━━━ EXTRACTED INFORMATION

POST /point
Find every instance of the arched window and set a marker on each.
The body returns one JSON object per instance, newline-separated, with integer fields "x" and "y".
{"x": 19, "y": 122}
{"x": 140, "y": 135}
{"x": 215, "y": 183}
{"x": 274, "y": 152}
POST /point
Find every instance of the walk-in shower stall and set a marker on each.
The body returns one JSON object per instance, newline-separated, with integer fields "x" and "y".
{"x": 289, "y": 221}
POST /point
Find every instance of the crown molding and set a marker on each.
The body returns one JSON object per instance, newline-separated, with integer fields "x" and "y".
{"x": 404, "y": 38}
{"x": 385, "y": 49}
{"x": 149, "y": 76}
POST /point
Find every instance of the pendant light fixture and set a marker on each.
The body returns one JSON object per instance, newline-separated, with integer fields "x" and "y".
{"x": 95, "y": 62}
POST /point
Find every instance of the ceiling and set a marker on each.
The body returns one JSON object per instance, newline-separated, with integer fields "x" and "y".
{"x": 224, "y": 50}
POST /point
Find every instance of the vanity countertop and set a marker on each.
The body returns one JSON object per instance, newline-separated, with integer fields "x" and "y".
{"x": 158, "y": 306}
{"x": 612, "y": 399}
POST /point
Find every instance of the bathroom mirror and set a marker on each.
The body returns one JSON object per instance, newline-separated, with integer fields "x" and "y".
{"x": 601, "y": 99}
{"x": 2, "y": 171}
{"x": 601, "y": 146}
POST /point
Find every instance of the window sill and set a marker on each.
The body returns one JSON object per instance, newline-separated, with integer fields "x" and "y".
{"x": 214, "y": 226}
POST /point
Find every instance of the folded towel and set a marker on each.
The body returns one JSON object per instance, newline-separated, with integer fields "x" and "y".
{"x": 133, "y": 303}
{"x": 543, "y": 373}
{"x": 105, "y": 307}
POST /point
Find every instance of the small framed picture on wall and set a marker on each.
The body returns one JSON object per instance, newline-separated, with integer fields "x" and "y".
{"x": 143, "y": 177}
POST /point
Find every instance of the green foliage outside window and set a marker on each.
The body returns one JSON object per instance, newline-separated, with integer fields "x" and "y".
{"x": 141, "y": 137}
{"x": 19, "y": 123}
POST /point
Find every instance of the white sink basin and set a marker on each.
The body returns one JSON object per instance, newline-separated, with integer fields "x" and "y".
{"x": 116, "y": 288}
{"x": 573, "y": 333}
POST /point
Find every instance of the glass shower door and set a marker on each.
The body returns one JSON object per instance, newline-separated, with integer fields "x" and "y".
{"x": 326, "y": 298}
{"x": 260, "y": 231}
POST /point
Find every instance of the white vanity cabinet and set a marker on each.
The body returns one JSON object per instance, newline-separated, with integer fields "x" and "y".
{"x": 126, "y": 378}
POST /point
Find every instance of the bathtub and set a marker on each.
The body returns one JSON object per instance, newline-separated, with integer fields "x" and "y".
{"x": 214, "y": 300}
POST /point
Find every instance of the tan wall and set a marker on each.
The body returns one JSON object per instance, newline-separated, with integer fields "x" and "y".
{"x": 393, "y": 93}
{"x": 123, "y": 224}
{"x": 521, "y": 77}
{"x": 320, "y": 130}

━━━━━━
━━━ EXTRACTED INFORMATION

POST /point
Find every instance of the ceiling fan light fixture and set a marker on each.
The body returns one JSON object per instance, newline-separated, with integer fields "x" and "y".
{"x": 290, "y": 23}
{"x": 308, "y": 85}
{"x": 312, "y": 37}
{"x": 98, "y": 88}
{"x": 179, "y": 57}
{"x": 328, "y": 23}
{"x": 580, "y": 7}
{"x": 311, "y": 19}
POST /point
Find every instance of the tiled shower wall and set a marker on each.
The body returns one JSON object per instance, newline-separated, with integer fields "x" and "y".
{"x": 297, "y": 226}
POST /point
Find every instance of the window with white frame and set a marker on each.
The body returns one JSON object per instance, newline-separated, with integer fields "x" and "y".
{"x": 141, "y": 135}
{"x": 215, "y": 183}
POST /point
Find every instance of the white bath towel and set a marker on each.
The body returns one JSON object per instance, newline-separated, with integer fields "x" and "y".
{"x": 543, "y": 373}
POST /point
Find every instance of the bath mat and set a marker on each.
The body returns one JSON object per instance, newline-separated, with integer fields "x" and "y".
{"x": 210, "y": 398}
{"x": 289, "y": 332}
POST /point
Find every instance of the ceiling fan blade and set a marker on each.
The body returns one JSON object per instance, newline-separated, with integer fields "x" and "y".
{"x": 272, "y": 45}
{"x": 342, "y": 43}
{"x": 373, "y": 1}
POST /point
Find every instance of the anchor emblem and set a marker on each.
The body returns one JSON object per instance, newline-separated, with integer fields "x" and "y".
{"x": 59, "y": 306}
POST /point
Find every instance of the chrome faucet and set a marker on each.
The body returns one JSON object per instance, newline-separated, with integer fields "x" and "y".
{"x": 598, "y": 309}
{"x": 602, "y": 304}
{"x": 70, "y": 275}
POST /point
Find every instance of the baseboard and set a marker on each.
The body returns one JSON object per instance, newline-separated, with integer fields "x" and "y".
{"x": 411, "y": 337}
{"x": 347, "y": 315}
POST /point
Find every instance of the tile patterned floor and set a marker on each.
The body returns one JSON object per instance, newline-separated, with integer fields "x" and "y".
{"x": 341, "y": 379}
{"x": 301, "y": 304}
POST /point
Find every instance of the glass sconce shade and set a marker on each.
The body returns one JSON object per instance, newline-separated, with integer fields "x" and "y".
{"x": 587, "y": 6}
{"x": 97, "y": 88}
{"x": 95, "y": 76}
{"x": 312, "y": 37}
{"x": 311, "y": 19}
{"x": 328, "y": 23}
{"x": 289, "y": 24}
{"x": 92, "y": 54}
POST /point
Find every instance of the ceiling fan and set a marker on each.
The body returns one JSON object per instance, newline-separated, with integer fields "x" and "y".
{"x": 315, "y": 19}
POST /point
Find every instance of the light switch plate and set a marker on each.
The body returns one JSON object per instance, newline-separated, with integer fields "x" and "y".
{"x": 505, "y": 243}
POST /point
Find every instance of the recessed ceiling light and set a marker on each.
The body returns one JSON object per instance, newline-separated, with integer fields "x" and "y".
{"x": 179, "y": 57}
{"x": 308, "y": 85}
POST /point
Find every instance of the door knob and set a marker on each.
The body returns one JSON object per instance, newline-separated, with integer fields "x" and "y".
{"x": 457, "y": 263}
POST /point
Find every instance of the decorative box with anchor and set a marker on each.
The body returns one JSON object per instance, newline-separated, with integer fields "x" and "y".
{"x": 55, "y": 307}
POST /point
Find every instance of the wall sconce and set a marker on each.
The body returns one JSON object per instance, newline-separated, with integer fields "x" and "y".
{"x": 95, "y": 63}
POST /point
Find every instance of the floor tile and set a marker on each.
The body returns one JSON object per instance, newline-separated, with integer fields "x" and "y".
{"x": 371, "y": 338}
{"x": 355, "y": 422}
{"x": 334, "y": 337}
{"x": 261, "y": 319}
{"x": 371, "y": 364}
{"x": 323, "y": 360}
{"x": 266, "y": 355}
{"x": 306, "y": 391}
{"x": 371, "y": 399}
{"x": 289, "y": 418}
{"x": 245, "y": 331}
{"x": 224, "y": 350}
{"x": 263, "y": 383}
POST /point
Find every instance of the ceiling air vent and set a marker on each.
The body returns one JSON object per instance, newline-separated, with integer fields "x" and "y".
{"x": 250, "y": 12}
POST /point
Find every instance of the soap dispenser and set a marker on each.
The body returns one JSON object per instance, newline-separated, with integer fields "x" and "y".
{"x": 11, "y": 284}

━━━━━━

STATED PROBLEM. List every line in the rows above that contains the word "floor", copying each line in full.

RESPONSE.
Find every instance of the tile patterned floor and set a marker on each.
Find every instance of the floor tile and set a marker on each.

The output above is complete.